→ **RECORD SET**:
%%

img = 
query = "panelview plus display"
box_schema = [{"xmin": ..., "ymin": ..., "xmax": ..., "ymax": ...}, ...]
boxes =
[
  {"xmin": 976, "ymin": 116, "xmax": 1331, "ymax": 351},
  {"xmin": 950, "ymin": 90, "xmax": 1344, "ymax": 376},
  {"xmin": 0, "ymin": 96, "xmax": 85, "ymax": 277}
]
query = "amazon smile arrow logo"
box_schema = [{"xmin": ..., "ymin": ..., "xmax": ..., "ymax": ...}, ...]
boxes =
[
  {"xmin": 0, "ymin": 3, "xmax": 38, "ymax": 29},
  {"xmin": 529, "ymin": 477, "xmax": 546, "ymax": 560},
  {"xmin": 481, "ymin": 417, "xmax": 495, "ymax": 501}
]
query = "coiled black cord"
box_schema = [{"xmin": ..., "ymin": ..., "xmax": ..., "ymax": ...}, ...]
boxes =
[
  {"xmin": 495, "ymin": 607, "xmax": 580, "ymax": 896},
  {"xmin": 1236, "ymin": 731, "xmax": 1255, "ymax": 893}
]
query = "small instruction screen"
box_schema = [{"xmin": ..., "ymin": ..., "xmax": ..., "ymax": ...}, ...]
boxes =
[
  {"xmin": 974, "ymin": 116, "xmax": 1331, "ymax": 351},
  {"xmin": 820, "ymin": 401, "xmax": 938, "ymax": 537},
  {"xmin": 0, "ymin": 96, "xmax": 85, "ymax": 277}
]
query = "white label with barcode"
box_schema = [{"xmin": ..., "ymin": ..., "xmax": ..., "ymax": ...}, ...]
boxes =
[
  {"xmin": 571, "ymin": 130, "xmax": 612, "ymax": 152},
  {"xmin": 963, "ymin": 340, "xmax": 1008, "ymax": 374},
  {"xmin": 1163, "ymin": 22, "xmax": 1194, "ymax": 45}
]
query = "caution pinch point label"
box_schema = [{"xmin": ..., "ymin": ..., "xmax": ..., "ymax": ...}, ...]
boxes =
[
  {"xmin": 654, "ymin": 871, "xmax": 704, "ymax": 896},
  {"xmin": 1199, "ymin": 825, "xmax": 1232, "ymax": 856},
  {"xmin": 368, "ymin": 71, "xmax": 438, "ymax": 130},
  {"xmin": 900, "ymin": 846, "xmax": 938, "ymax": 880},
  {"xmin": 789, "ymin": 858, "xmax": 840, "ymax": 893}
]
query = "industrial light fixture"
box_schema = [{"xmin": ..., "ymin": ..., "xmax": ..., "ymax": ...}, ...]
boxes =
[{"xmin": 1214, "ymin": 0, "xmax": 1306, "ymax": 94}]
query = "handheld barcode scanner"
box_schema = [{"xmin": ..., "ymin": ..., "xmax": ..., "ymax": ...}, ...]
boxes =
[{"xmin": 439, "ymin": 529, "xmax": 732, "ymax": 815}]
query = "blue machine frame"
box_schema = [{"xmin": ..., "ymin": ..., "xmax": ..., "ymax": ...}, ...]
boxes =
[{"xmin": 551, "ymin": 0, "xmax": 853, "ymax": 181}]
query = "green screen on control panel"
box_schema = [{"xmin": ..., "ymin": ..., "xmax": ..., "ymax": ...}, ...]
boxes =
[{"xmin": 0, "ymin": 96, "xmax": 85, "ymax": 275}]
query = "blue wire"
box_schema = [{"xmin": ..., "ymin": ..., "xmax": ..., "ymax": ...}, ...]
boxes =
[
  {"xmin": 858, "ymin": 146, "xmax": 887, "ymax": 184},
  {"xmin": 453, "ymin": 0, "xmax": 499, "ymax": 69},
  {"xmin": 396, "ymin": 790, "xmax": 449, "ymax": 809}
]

%%

Write out the data again, exactly and in full.

→ **OUTPUT OF THE TASK**:
img = 
query = "panelview plus display"
box_schema = [{"xmin": ..., "ymin": ..., "xmax": ..., "ymax": ...}, ...]
boxes =
[
  {"xmin": 976, "ymin": 116, "xmax": 1331, "ymax": 351},
  {"xmin": 950, "ymin": 90, "xmax": 1344, "ymax": 376},
  {"xmin": 0, "ymin": 96, "xmax": 85, "ymax": 277}
]
query = "amazon smile arrow logo"
box_schema = [{"xmin": ..., "ymin": ..., "xmax": ..., "ymax": ...}, ...]
boxes =
[
  {"xmin": 0, "ymin": 3, "xmax": 38, "ymax": 29},
  {"xmin": 529, "ymin": 477, "xmax": 546, "ymax": 560},
  {"xmin": 481, "ymin": 417, "xmax": 495, "ymax": 501}
]
query = "coiled black cord"
box_schema = [{"xmin": ..., "ymin": ..., "xmax": ..., "ymax": ...}, ...]
boxes =
[
  {"xmin": 495, "ymin": 607, "xmax": 580, "ymax": 896},
  {"xmin": 1236, "ymin": 731, "xmax": 1255, "ymax": 893}
]
query = "small instruction screen"
box_schema = [{"xmin": ..., "ymin": ..., "xmax": ..., "ymax": ...}, ...]
boxes =
[
  {"xmin": 974, "ymin": 116, "xmax": 1331, "ymax": 351},
  {"xmin": 820, "ymin": 401, "xmax": 938, "ymax": 537},
  {"xmin": 0, "ymin": 96, "xmax": 85, "ymax": 277}
]
query = "white label with barcode"
box_schema = [{"xmin": ..., "ymin": ..., "xmax": ..., "ymax": ...}, ...]
boxes =
[
  {"xmin": 571, "ymin": 130, "xmax": 612, "ymax": 152},
  {"xmin": 963, "ymin": 340, "xmax": 1008, "ymax": 374},
  {"xmin": 1163, "ymin": 22, "xmax": 1194, "ymax": 45}
]
query = "caution pinch point label"
box_schema = [{"xmin": ..., "ymin": ..., "xmax": ..., "ymax": ...}, ...]
boxes =
[
  {"xmin": 654, "ymin": 871, "xmax": 704, "ymax": 896},
  {"xmin": 1199, "ymin": 825, "xmax": 1232, "ymax": 856},
  {"xmin": 368, "ymin": 71, "xmax": 438, "ymax": 130},
  {"xmin": 900, "ymin": 846, "xmax": 938, "ymax": 880},
  {"xmin": 789, "ymin": 858, "xmax": 840, "ymax": 893}
]
query = "industrial light fixture"
box_schema = [{"xmin": ..., "ymin": ..., "xmax": ..., "ymax": ...}, ...]
boxes =
[{"xmin": 1214, "ymin": 0, "xmax": 1306, "ymax": 94}]
query = "handheld barcode scanner"
box_schema = [{"xmin": ..., "ymin": ..., "xmax": ..., "ymax": ...}, ...]
boxes =
[{"xmin": 439, "ymin": 529, "xmax": 732, "ymax": 815}]
query = "blue machine frame"
box_schema = [{"xmin": ..., "ymin": ..., "xmax": ..., "ymax": ...}, ...]
boxes =
[{"xmin": 551, "ymin": 0, "xmax": 853, "ymax": 181}]
query = "green screen on control panel"
box_schema = [{"xmin": ..., "ymin": ..., "xmax": ..., "ymax": ...}, ...]
boxes =
[{"xmin": 0, "ymin": 96, "xmax": 85, "ymax": 275}]
query = "blue wire"
box_schema = [{"xmin": ..., "ymin": ..., "xmax": ..., "ymax": ...}, ...]
boxes =
[
  {"xmin": 858, "ymin": 146, "xmax": 887, "ymax": 184},
  {"xmin": 453, "ymin": 0, "xmax": 499, "ymax": 69},
  {"xmin": 396, "ymin": 790, "xmax": 449, "ymax": 809}
]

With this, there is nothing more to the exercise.